- _WRITTEN PROBLEM_: Format the records from the line containing "with snowflake pattern" through the line containing "[[304, 481]]" as a two-column CSV with the headers input and output. Give one row per record, with each value in a single quoted field and any line breaks replaced by spaces.

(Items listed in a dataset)

START

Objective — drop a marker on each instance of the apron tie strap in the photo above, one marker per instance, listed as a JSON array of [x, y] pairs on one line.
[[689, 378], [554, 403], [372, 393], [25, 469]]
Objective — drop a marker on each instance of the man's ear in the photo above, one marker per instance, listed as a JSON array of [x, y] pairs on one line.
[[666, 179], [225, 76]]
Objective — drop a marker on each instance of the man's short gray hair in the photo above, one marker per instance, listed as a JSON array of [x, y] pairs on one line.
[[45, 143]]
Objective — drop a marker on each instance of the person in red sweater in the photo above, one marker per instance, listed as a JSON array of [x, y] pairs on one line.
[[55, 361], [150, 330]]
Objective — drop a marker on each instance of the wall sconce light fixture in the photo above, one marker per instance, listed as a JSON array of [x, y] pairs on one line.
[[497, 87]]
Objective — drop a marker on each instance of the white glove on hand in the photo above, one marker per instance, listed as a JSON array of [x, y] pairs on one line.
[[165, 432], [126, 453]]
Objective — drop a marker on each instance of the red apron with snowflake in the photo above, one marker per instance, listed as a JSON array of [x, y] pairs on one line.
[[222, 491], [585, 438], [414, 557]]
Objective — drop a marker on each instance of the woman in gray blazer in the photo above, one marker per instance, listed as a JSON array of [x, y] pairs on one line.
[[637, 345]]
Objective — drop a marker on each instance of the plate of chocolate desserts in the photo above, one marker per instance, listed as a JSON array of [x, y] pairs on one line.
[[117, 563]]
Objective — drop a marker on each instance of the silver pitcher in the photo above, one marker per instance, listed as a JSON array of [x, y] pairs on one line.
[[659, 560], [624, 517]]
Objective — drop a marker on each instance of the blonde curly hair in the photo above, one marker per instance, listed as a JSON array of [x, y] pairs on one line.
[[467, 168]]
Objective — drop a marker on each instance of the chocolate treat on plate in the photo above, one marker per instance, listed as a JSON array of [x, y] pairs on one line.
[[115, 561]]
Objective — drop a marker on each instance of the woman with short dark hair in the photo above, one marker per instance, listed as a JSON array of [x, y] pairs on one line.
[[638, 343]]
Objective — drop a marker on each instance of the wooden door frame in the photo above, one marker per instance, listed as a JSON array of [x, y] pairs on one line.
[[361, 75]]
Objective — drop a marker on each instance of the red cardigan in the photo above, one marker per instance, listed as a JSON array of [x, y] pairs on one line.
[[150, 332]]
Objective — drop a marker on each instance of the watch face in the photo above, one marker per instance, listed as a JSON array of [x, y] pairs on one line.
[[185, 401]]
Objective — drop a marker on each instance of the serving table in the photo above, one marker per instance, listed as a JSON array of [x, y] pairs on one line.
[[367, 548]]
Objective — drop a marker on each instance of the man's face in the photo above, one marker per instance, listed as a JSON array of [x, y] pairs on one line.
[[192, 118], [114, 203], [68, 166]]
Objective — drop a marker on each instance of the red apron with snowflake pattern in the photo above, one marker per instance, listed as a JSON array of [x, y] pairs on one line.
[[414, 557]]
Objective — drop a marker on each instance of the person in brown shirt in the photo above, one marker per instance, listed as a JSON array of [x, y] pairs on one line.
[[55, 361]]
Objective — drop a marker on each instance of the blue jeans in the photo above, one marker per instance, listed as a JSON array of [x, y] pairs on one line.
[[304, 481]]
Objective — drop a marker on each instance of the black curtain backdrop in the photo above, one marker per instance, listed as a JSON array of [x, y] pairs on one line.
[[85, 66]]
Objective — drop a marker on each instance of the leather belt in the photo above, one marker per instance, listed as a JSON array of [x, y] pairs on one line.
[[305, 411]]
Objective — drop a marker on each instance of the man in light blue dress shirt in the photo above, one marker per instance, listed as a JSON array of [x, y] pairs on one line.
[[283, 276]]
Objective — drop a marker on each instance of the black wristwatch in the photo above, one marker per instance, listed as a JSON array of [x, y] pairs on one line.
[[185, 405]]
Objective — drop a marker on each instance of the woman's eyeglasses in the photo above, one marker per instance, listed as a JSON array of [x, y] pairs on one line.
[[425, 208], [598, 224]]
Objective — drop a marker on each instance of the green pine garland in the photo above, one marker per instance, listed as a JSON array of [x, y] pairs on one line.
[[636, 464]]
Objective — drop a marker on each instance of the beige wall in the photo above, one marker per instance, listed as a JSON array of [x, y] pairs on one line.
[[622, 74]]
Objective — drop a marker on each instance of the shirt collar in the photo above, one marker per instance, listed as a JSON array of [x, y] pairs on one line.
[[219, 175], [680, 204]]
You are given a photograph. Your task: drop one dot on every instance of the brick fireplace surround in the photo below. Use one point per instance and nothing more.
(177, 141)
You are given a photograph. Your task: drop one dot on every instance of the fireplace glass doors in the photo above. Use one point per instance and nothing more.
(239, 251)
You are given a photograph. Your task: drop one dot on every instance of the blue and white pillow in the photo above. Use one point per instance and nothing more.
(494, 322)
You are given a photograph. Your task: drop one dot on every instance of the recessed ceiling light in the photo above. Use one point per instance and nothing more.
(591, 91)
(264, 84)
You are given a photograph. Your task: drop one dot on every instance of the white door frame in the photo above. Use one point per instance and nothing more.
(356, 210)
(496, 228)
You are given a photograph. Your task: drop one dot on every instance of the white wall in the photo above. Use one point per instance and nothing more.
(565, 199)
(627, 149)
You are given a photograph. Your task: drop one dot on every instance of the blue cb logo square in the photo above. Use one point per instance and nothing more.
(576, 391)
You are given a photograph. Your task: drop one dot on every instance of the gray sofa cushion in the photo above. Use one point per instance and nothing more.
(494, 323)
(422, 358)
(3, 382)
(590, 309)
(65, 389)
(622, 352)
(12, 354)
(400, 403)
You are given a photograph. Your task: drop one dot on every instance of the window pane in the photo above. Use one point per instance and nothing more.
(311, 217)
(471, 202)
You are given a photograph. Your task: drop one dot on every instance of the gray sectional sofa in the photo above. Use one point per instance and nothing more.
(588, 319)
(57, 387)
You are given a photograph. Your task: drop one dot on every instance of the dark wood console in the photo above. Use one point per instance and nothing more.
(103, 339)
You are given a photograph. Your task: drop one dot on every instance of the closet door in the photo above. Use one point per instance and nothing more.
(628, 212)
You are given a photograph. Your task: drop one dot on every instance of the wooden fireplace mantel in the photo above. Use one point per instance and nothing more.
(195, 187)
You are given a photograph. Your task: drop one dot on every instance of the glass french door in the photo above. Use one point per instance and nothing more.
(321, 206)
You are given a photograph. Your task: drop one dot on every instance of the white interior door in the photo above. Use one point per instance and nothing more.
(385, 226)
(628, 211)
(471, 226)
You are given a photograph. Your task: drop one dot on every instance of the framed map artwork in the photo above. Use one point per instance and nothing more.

END
START

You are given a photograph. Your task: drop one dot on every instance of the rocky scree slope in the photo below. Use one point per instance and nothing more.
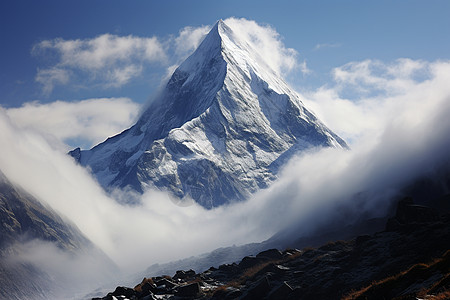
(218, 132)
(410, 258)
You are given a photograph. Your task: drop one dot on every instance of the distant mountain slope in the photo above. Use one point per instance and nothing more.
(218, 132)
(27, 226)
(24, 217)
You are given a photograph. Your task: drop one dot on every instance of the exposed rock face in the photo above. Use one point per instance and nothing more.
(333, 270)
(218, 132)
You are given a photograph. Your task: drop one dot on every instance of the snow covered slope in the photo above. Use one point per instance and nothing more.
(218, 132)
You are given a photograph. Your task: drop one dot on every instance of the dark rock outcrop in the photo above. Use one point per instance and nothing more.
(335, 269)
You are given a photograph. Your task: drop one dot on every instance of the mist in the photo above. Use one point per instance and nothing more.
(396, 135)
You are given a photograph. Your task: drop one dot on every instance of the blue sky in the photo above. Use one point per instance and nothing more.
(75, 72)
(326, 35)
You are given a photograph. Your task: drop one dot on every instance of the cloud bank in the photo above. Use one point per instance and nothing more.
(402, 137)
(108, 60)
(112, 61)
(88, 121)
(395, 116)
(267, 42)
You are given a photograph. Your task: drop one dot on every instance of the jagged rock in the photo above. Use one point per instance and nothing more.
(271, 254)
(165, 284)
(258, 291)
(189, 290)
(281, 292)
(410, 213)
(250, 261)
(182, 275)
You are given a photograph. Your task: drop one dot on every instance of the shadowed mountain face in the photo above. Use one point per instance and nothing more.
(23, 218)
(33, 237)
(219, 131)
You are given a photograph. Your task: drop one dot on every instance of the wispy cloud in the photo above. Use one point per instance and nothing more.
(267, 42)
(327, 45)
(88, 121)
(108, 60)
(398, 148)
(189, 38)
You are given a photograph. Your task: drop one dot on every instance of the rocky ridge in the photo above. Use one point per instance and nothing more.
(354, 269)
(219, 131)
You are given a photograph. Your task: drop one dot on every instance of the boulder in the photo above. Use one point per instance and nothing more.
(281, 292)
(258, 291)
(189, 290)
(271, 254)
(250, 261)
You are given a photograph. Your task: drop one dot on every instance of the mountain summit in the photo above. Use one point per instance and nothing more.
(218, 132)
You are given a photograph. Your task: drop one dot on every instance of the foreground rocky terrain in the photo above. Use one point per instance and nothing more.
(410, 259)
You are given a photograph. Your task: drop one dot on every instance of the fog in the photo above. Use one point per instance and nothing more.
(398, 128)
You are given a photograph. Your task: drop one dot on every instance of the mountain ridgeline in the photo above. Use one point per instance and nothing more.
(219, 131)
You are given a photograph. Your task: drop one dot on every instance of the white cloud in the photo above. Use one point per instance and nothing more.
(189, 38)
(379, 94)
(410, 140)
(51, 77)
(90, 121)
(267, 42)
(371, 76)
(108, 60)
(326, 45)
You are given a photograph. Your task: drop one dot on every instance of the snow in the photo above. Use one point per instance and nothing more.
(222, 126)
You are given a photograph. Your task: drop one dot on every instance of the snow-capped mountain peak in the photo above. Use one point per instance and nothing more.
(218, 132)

END

- _TASK RESULT_:
input,output
"Objective — drop a marker on each instance of the red apron with snowflake pattern in the photo above, one marker per instance, listed as a JSON array of [x, y] pairs on one line.","[[414, 557]]"
"Objective — drop a marker on each instance of the person in brown shirt in the photo above, one marker per instance, listed as a JSON array of [x, y] pairs on one line.","[[55, 361]]"
"Objective — drop a marker on each instance of the blue jeans in the photo above, one marker per instance, listed as a JSON array of [x, y] pairs on one line.","[[304, 481]]"